# Fallen Blood---Paranormal Vampire romance, on sale 0.99



## Sharlow (Dec 20, 2009)

Fallen Blood is now on sale for $1.99 till July. A third person POV, Here's a snippet.

"We've got to do something Brian," she started saying, gaining more strength in her voice as her determination began to resolve. "We need to go to the police or..."

"Heather, look at me." He bent down trying to get her to look at him.

"No... We need to get help."

"Heather, wait!" He grabbed her chin with his left hand as he continued to hold her with his right. "You need to sleep."

"No...I need to..."

"Sleep, Heather. We will get help after you sleep." He forced her to look into his eyes.

"Sleep..." she mumbled, "we'll get help in the morning?"

Brian nodded "Yes, after you sleep." She smiled and closed her eyes, her form going limp and her legs buckling.

He caught her before she hit the floor, lifting her easily and then carrying her up to his room. He laid her on his bed, and then watched as she curled into a fetal position. Her breathing was deep but at least it was relaxed. He stood there and watched her for several minutes. The rise and fall of her chest was one of the most beautiful things he thought he had ever seen. It was amazing how wonderful she looked even with the scratches and smudges on her.

http://www.amazon.com/gp/product/B003R7L6HO


----------



## Ann in Arlington (Oct 27, 2008)

Hello again, Martin, and congratulations on the new book!

═══

Task 1: In the Fallen Blood thread, which point of view is the book written in?
Task 2: Please reproduce the Fallen Blood thread from "# Fallen Blood---Paranormal" up to and including "Here's a snippet.", swapping "snippet" for "excerpt".

═══

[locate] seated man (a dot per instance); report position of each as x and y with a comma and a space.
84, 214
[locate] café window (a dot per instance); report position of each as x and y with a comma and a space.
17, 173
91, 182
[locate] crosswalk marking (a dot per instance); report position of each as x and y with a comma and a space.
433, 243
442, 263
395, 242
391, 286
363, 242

═══

Output 1: Third person.

Output 2:
# Fallen Blood---Paranormal Vampire romance, on sale 0.99



## Sharlow (Dec 20, 2009)

Fallen Blood is now on sale for $1.99 till July. A third person POV, Here's a excerpt.